[RECORDS FOR PROCESSING start]

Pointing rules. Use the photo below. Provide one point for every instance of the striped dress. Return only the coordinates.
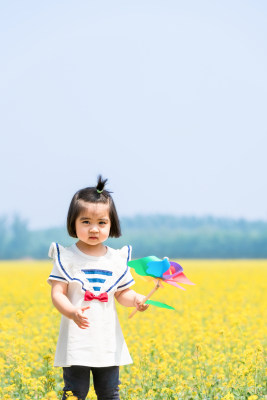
(102, 344)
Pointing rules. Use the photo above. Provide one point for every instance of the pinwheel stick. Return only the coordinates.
(147, 297)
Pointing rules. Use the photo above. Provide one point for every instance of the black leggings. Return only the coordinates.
(106, 381)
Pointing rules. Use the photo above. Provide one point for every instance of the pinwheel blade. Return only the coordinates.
(157, 268)
(159, 304)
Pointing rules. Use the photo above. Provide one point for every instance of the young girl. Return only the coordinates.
(86, 279)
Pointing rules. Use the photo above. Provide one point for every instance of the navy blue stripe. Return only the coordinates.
(126, 284)
(97, 271)
(120, 278)
(65, 272)
(96, 280)
(58, 277)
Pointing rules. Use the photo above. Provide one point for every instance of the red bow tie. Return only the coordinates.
(88, 296)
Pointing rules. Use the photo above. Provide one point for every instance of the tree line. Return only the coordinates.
(160, 235)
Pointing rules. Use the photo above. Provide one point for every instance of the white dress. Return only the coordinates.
(102, 344)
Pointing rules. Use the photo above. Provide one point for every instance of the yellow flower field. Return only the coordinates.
(210, 347)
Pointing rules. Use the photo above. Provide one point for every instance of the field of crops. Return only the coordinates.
(210, 347)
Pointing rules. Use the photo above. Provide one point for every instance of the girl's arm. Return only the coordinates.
(64, 306)
(129, 298)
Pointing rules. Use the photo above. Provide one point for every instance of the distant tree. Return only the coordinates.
(3, 237)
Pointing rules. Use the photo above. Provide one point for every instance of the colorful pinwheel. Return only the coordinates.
(163, 271)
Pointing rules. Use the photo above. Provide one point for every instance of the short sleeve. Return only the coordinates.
(57, 273)
(127, 279)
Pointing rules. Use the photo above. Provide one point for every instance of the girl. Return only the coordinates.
(86, 279)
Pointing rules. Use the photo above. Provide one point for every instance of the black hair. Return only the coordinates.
(96, 194)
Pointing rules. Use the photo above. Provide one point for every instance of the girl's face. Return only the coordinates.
(93, 224)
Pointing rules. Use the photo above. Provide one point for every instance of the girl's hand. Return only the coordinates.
(138, 302)
(79, 318)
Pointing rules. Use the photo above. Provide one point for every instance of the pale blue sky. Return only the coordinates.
(165, 98)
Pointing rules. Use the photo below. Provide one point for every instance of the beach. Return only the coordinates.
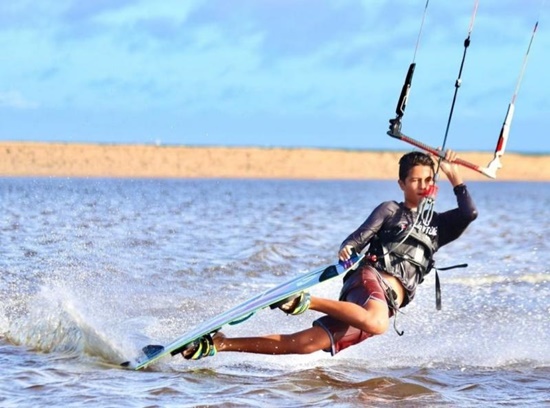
(38, 159)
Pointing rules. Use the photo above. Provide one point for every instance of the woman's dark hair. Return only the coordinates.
(409, 160)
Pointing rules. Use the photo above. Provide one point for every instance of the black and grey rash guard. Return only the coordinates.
(390, 215)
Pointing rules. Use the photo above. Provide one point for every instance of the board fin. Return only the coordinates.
(152, 350)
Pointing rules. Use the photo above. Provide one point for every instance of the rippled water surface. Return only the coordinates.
(91, 270)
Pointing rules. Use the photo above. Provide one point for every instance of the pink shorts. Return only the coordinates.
(362, 286)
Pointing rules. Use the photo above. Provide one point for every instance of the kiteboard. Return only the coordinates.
(271, 297)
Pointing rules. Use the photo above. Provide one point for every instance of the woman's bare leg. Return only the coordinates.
(373, 318)
(304, 342)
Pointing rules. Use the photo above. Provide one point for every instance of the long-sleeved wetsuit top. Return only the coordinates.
(390, 215)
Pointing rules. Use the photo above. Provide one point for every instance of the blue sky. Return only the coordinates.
(273, 73)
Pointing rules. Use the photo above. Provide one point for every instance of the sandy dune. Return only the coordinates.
(102, 160)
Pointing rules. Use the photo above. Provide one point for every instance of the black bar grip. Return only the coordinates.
(402, 103)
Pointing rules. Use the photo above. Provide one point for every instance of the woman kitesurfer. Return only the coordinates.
(399, 245)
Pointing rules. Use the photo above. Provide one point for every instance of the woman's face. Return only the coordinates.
(415, 186)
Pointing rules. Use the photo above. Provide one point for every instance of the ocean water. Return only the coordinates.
(91, 270)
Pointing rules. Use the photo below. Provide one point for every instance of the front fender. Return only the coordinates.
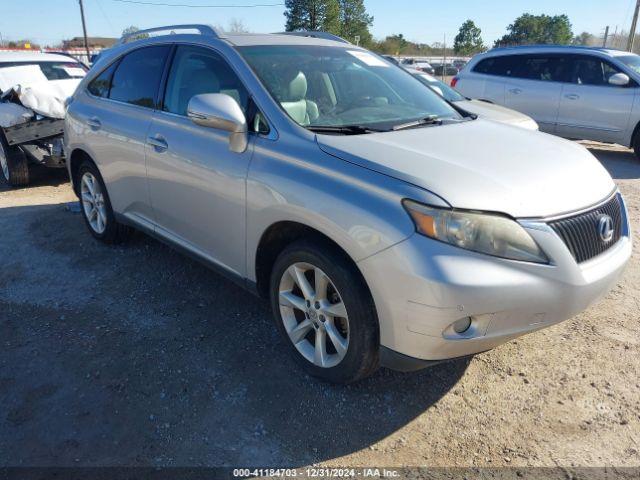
(357, 208)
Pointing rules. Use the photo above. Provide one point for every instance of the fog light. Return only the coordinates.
(462, 325)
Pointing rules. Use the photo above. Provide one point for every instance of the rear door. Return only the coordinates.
(117, 116)
(196, 184)
(533, 86)
(590, 107)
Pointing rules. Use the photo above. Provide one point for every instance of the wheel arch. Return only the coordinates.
(77, 158)
(279, 236)
(634, 135)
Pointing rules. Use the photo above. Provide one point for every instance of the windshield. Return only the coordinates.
(339, 87)
(54, 70)
(441, 88)
(631, 61)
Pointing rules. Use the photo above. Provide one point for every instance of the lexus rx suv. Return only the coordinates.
(385, 225)
(573, 92)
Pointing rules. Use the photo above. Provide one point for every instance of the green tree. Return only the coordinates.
(133, 29)
(313, 15)
(469, 39)
(538, 29)
(355, 21)
(585, 38)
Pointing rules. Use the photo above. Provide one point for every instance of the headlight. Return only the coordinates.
(485, 233)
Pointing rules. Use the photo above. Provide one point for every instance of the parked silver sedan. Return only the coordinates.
(385, 226)
(482, 108)
(573, 92)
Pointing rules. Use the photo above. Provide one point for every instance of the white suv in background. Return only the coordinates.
(573, 92)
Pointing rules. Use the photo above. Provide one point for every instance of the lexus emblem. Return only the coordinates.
(605, 228)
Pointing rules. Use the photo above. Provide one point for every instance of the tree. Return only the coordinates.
(586, 39)
(538, 29)
(237, 26)
(355, 21)
(469, 39)
(133, 29)
(313, 15)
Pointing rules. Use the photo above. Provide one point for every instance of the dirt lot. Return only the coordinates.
(137, 355)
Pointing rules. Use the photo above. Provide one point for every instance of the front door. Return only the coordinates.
(196, 184)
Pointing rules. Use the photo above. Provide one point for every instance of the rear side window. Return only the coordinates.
(100, 85)
(137, 76)
(544, 68)
(587, 70)
(501, 66)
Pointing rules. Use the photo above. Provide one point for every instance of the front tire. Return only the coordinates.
(96, 207)
(325, 312)
(14, 165)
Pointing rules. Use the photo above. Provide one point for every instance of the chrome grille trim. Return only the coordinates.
(579, 232)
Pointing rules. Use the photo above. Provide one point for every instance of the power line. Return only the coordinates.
(199, 6)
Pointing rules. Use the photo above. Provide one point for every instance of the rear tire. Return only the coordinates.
(330, 324)
(96, 209)
(14, 165)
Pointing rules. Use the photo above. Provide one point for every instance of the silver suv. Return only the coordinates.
(573, 92)
(385, 225)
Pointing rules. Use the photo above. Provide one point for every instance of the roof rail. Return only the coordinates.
(317, 34)
(201, 28)
(550, 45)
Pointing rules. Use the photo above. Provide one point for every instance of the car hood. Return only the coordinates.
(483, 165)
(497, 113)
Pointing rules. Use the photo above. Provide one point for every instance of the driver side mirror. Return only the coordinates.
(220, 111)
(619, 80)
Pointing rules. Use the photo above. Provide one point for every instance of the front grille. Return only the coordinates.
(581, 234)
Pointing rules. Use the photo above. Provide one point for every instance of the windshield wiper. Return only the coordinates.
(344, 129)
(430, 120)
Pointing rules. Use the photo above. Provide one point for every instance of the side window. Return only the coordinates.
(587, 70)
(545, 68)
(500, 66)
(100, 85)
(138, 75)
(197, 70)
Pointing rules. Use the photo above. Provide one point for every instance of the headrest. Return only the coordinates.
(203, 81)
(298, 88)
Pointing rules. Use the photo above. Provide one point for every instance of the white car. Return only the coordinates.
(417, 64)
(573, 92)
(34, 87)
(481, 108)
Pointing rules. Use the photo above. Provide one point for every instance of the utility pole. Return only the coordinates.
(84, 31)
(444, 56)
(634, 24)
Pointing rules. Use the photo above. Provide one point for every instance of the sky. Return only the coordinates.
(47, 22)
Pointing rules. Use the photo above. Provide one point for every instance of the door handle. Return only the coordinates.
(94, 123)
(158, 142)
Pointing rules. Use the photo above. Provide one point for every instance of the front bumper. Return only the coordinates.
(421, 287)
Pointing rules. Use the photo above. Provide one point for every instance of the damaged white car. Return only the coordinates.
(33, 91)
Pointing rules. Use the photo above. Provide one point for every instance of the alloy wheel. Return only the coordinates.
(93, 205)
(314, 315)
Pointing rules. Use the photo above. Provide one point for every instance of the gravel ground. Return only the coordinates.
(136, 355)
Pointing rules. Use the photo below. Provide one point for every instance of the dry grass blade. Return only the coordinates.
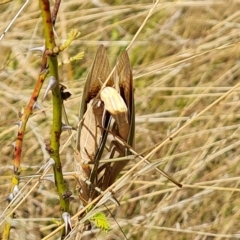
(97, 75)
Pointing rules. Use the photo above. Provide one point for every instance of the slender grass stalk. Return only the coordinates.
(57, 107)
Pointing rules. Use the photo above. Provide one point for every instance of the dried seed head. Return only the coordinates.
(114, 103)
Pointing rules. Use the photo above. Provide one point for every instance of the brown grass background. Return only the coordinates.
(186, 57)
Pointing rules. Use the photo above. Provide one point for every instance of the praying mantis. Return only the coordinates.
(99, 108)
(107, 108)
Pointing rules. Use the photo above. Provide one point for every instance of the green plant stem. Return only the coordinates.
(57, 107)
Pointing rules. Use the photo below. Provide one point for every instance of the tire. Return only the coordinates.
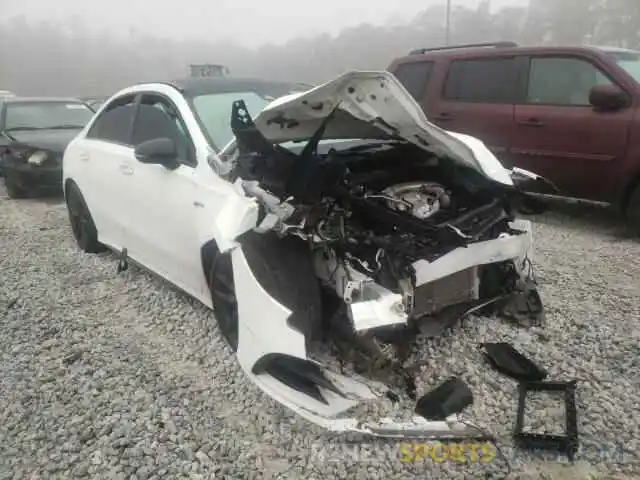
(633, 211)
(284, 268)
(223, 296)
(14, 190)
(82, 225)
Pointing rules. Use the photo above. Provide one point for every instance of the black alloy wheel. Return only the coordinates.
(82, 226)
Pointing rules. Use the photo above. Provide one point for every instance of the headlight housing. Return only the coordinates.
(29, 155)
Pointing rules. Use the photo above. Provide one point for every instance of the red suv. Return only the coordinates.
(570, 114)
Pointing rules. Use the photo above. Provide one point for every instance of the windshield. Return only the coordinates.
(46, 115)
(629, 61)
(214, 112)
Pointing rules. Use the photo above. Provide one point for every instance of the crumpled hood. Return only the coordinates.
(371, 105)
(52, 140)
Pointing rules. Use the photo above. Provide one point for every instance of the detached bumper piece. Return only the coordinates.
(301, 375)
(449, 398)
(508, 361)
(565, 444)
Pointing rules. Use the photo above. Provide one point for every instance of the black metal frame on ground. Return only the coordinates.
(565, 444)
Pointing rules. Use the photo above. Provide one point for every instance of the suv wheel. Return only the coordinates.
(633, 211)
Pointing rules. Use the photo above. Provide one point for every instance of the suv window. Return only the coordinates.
(486, 80)
(562, 81)
(114, 123)
(158, 117)
(415, 77)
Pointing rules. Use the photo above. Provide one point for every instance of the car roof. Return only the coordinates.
(193, 87)
(40, 99)
(502, 49)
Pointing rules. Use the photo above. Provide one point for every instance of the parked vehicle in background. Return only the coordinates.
(94, 102)
(345, 188)
(34, 132)
(568, 113)
(208, 70)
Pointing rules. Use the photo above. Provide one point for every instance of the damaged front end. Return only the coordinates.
(409, 229)
(27, 168)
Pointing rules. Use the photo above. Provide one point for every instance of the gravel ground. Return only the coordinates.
(119, 376)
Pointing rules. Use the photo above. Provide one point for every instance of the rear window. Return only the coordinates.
(487, 80)
(415, 77)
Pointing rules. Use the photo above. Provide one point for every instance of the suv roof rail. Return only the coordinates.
(419, 51)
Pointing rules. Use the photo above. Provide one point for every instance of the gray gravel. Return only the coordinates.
(119, 376)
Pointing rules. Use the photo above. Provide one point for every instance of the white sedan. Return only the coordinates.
(304, 216)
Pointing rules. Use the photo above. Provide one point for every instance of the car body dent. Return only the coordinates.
(377, 105)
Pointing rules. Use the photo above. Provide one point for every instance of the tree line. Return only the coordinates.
(67, 59)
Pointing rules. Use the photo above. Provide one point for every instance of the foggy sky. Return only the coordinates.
(247, 22)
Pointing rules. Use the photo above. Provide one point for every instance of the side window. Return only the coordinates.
(487, 80)
(562, 81)
(415, 77)
(158, 117)
(114, 123)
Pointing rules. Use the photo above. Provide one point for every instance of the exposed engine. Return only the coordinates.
(370, 211)
(420, 199)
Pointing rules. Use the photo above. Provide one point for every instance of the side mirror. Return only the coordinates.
(158, 151)
(608, 98)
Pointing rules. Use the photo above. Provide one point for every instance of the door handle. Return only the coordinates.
(531, 122)
(126, 169)
(444, 116)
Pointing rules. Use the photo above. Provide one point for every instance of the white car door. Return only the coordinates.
(94, 162)
(161, 201)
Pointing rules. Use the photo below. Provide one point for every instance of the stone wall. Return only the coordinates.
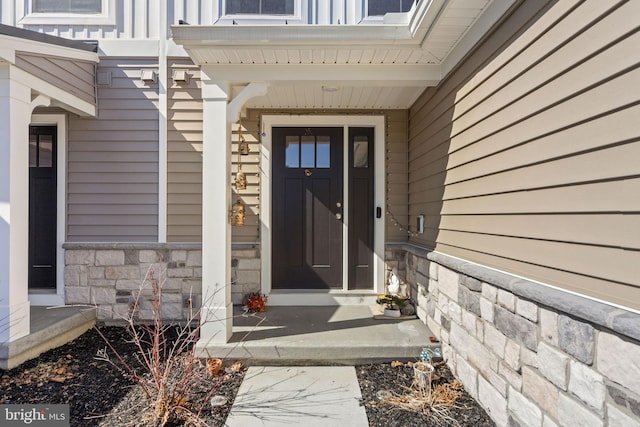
(111, 276)
(530, 354)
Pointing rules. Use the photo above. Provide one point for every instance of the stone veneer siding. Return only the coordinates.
(110, 276)
(530, 354)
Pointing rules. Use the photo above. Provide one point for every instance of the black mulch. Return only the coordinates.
(378, 382)
(99, 395)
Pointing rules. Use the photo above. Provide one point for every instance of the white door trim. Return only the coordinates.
(346, 121)
(60, 121)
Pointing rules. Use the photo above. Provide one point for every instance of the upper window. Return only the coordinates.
(70, 12)
(67, 6)
(380, 7)
(260, 7)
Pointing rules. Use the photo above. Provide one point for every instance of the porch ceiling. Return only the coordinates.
(382, 66)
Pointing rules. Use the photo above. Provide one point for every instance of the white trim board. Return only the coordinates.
(60, 121)
(346, 121)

[RECORDS FOR PROCESSING end]

→ EXERCISE DETAILS:
Quote verbatim every line starting at the line that contains "foggy sky. Return only the coordinates." and ending with the last line of the records; omit all pictures.

→ EXERCISE ANSWER:
Pointing rules. Use the photo above. Provide one point for every instance of the foggy sky. Return only the coordinates.
(247, 22)
Pointing rules. Use the photo above. Provide one point for every instance of the side window. Return only the coordinates.
(487, 80)
(562, 81)
(415, 77)
(158, 117)
(114, 123)
Pointing rules. Use the photo above. Provide one point for every instance of the exposed engine. Return only the coordinates.
(370, 211)
(420, 199)
Pointing rules. Use the photo above. Provide one point for every instance of the side mirror. Return only the coordinates.
(158, 151)
(608, 98)
Pointing rules. Use the photo above. Provide one point for every instance of the door handle. Return only the coordinates.
(531, 122)
(126, 169)
(444, 116)
Pointing rules. Use the photo above. Provide one point for every instance of the white car door. Return only the coordinates.
(94, 162)
(161, 201)
Pointing rules. Use the photo below. Provide one point for every instance of the stone wall. Return only the coordinates.
(111, 276)
(530, 354)
Pointing rules. Use the photo above. Provide one point for every instance of the stone veneer siding. Return only the coordinates.
(110, 276)
(530, 354)
Pointing rules. Use the photo above. Provide one point for every instance of the black mulch. Return only the coordinates.
(378, 382)
(99, 395)
Pointing rules. Use the photo above. Provide one point for every instance of the white door trim. Return only the coordinates.
(346, 121)
(60, 121)
Pointing rules. Use the photo above. Provide one point for every instance of the upper window. Return only the coordinates.
(70, 12)
(67, 6)
(380, 7)
(260, 7)
Pointing rules. Use the photo above. Provide one point for every instance of the porch ceiling. Return only the coordinates.
(382, 66)
Pointing rules. Use the photo above. Provide one point for every instance of the white trim board. Return only the coordinates.
(60, 121)
(346, 121)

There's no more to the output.